■ How to complete this task
Please reproduce each of the following lines word for word, with no changes.

■ Dataset

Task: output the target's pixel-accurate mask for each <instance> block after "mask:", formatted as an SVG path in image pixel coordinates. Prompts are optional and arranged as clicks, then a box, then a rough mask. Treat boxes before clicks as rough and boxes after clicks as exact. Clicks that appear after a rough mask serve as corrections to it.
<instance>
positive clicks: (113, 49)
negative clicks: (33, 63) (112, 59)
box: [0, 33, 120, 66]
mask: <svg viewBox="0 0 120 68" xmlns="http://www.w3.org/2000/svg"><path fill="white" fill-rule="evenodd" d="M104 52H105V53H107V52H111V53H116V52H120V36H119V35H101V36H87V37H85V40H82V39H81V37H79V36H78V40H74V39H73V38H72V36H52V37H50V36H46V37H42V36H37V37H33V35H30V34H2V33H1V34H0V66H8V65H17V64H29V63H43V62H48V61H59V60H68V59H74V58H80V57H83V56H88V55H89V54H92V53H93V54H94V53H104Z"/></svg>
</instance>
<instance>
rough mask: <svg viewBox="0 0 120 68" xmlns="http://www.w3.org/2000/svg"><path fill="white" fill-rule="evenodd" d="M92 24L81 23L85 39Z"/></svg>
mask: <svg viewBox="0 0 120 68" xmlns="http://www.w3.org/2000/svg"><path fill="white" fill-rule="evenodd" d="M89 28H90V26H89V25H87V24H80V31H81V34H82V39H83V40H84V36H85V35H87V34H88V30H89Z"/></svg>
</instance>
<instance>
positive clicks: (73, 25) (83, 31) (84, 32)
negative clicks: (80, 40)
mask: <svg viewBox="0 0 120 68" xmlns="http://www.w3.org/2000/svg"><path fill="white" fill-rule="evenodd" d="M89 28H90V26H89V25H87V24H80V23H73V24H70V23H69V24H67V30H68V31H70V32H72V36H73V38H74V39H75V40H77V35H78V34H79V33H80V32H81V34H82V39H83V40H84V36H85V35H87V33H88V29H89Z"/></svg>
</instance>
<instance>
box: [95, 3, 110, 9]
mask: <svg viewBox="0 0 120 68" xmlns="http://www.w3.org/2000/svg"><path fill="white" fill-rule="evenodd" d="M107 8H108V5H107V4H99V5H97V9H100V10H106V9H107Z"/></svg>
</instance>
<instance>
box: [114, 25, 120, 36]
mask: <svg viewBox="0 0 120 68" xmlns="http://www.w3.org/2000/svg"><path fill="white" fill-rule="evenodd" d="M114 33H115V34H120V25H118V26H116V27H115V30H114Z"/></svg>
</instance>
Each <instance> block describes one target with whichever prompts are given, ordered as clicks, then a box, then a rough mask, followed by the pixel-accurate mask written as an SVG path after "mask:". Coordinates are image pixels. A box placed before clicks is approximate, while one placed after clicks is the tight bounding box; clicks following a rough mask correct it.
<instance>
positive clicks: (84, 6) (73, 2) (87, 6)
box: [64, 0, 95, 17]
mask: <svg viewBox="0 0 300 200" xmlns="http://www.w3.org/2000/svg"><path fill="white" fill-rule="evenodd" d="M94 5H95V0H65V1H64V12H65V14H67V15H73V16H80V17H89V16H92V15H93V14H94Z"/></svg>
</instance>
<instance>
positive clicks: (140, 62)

■ Exercise output
Task: output the target's pixel-accurate mask for each <instance> block after "mask:", formatted as an SVG path in image pixel coordinates. Prompts are optional and arranged as clicks, then a box, then a rough mask. Treat boxes before clicks as rough and boxes after clicks as exact. Clicks that appear after a rough mask serve as corrections to it.
<instance>
positive clicks: (113, 49)
negative clicks: (33, 63) (112, 59)
box: [0, 33, 120, 66]
mask: <svg viewBox="0 0 120 68" xmlns="http://www.w3.org/2000/svg"><path fill="white" fill-rule="evenodd" d="M104 52H105V53H107V52H111V53H116V52H120V36H119V35H101V36H87V37H85V40H82V39H81V37H79V36H78V40H74V39H73V38H72V36H52V37H50V36H46V37H42V36H37V37H33V35H30V34H2V33H1V34H0V66H8V65H17V64H29V63H43V62H48V61H59V60H68V59H74V58H80V57H83V56H88V55H89V54H92V53H93V54H94V53H104Z"/></svg>
</instance>
<instance>
rough mask: <svg viewBox="0 0 120 68" xmlns="http://www.w3.org/2000/svg"><path fill="white" fill-rule="evenodd" d="M92 24L81 23L85 39Z"/></svg>
mask: <svg viewBox="0 0 120 68" xmlns="http://www.w3.org/2000/svg"><path fill="white" fill-rule="evenodd" d="M89 28H90V26H89V25H87V24H80V31H81V34H82V39H83V40H84V36H85V35H87V34H88V30H89Z"/></svg>
</instance>
<instance>
positive clicks: (73, 25) (83, 31) (84, 32)
negative clicks: (80, 40)
mask: <svg viewBox="0 0 120 68" xmlns="http://www.w3.org/2000/svg"><path fill="white" fill-rule="evenodd" d="M89 28H90V26H89V25H87V24H80V23H73V24H70V23H69V24H67V30H68V31H70V32H72V36H73V38H74V39H75V40H77V35H78V34H79V33H80V32H81V34H82V39H83V40H84V36H85V35H87V33H88V29H89Z"/></svg>
</instance>
<instance>
box: [95, 3, 110, 9]
mask: <svg viewBox="0 0 120 68" xmlns="http://www.w3.org/2000/svg"><path fill="white" fill-rule="evenodd" d="M107 8H108V5H107V4H99V5H97V9H100V10H106V9H107Z"/></svg>
</instance>
<instance>
box: [114, 25, 120, 36]
mask: <svg viewBox="0 0 120 68" xmlns="http://www.w3.org/2000/svg"><path fill="white" fill-rule="evenodd" d="M114 33H115V34H120V25H118V26H116V27H115V30H114Z"/></svg>
</instance>
Each <instance> block describes one target with whichever prompts are given, ordered as clicks, then a box, then a rough mask, followed by the pixel-accurate mask written as an SVG path after "mask:". Coordinates are image pixels. A box placed before clicks is approximate, while one placed after clicks is the tight bounding box; clicks following a rough mask correct it.
<instance>
positive clicks: (84, 6) (73, 2) (87, 6)
box: [64, 0, 95, 17]
mask: <svg viewBox="0 0 300 200" xmlns="http://www.w3.org/2000/svg"><path fill="white" fill-rule="evenodd" d="M94 5H95V0H65V1H64V12H65V14H67V15H73V16H80V17H89V16H92V15H93V14H94Z"/></svg>
</instance>
<instance>
positive clicks: (140, 62)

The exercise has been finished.